For each statement (a), (b) and (c), say whether it agrees with the review of Never Let Me Go below, answering yes or no and quoting the words of the review that decide it. (a) Ishiguro was born in Nagasaki in 1954. (b) The novel runs to 300 pages. (c) Tommy is Kathy's best friend at Hailsham.
*** Opening of EXTRACT PROVIDED ***
Kazuo Ishiguro's disturbing new novel asks what it really means to be man, writes
Never Let Me Go
By Kazuo Ishiguro Faber & Faber 263pp, $29.95
There is something decidedly odd about Kazuo Ishiguro's novels, even The Remains of the Day, his best-known book. The nature of this oddity is difficult to pinpoint but it is, by and large, a matter of tone and perspective.
Things are never quite right in Ishiguro's world. The way his characters speak often strikes a slightly off-key note. How he describes places - whether the ordinary and, at times, featureless English countryside of this new novel or the London and Shanghai of the 1930s in When We Were Orphans and the dream-Europe of The Unconsoled - brings to mind the way Magritte endowed commonplace things (a pipe, a fireplace) with mysterious menace.
This characteristic of Ishiguro's work may have something to do with his background. He was born in Nagasaki in 1954. In 1960, his parents moved to England but always intended to return to Japan. So their son was encouraged, like Akira in When We Were Orphans, to preserve his Japanese identity. But he stayed in England and learnt how to be English, even though a trace of a cultural accent still remains.
That unusual Englishness is evident from the start of this peculiar but impressive novel. The time is the late 1990s. Kathy H. describes her life as a highly esteemed carer in the unemphatic language of middle-class England: "I'm not making big claims for myself. I know carers, working now, who are just as good and don't get half the credit." There's a hint of snobbery, too. Kathy mentions that she was a Hailsham student, "which is enough by itself sometimes to get people's backs up". Soon, in a predictably English way, she's off recalling her near-idyllic
schooldays deep in the English countryside.
Yet even the opening pages of Never Let Me Go are filled with ambiguous implications, vague hints, a sense that there is something abnormal lurking behind this unremarkable world. What is Hailsham? Who are the "donors" Kathy looks after? What is the "fourth donation" she mentions several times? And what will become of her when she ceases to be a carer?
It takes Ishiguro about 70 pages, to lift the veil hanging over the opening section of his novel. Kathy and her fellow students at Hailsham, among them Ruth, her best friend, and the volatile Tommy, have been genetically manipulated for a sinister purpose.
Never Let Me Go plays sophisticated and unsettling variations on a venerable tradition of dystopian horror stories. Indeed, one of the climactic scenes takes place in the time-honoured setting of many horror stories: a gloomy, forbidding house.
Nevertheless, the menacing atmosphere of this novel emerges far more from the terrible ordinariness of the world it describes: late-20th-century England with all its foggy dampness, its cosy, rather smug sense of propriety, shabby towns and villages, junk shops and tawdry supermarkets, garish advertising hoardings and mindless TV shows.
*** Close of EXTRACT PROVIDED ***
*** Opening of RECORDED INFORMATION ***
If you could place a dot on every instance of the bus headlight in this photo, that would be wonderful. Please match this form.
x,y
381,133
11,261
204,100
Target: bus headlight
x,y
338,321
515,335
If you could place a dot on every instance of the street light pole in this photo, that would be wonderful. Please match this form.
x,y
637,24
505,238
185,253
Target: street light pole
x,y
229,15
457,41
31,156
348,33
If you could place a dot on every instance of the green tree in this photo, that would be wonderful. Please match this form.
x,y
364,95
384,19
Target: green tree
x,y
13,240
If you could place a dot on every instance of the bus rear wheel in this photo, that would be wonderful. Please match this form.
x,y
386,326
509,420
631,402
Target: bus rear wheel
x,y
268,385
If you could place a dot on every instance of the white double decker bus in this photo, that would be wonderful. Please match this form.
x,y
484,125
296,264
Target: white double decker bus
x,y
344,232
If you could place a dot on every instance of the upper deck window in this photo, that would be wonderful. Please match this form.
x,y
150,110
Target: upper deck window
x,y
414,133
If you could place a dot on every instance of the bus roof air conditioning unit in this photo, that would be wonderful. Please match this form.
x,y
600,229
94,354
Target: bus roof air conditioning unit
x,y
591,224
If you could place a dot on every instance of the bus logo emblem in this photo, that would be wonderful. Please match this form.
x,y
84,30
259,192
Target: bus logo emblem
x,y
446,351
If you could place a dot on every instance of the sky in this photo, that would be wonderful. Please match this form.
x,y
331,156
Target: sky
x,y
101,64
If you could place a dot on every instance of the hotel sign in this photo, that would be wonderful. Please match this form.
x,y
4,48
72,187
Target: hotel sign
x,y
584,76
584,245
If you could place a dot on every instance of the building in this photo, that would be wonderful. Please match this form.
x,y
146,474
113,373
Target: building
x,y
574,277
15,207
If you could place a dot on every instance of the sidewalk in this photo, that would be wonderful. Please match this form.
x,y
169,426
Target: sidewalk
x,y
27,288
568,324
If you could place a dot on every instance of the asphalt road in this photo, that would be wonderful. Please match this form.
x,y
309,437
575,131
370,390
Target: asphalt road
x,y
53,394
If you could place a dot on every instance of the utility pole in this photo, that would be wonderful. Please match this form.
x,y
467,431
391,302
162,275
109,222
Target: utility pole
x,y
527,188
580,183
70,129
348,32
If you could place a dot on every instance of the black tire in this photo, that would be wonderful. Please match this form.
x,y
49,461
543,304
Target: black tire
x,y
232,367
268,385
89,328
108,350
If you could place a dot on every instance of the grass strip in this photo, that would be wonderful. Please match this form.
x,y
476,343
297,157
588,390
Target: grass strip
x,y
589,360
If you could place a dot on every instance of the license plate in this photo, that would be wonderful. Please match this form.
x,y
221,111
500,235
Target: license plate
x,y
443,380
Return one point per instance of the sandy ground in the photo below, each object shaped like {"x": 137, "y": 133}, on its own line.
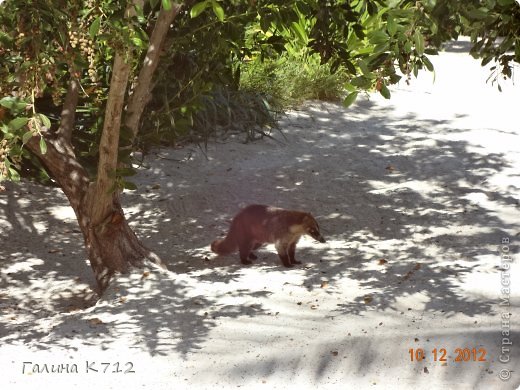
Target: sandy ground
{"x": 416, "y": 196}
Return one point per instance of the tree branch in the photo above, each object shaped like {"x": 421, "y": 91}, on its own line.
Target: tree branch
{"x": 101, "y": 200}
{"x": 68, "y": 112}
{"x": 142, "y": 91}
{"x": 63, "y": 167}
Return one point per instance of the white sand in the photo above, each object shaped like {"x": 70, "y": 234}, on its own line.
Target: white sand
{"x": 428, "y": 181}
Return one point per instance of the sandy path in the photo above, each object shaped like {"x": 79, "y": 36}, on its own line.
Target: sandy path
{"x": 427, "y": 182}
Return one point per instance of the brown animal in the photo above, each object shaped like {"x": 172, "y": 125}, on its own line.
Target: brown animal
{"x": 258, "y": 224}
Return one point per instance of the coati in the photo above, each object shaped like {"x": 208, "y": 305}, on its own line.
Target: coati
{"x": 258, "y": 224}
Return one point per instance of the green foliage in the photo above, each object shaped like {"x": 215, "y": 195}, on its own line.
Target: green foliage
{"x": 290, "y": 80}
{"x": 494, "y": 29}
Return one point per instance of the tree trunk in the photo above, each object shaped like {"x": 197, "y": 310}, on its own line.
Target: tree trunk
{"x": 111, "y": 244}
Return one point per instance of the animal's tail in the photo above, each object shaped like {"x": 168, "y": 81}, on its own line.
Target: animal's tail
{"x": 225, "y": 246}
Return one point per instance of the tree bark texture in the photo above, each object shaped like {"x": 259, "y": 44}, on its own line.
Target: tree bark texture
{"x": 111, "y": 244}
*** Close of RECORDED INFORMATION ***
» **EXERCISE ANSWER**:
(a) Yes: "He was born in Nagasaki in 1954."
(b) No: "263pp"
(c) No: "among them Ruth, her best friend, and the volatile Tommy"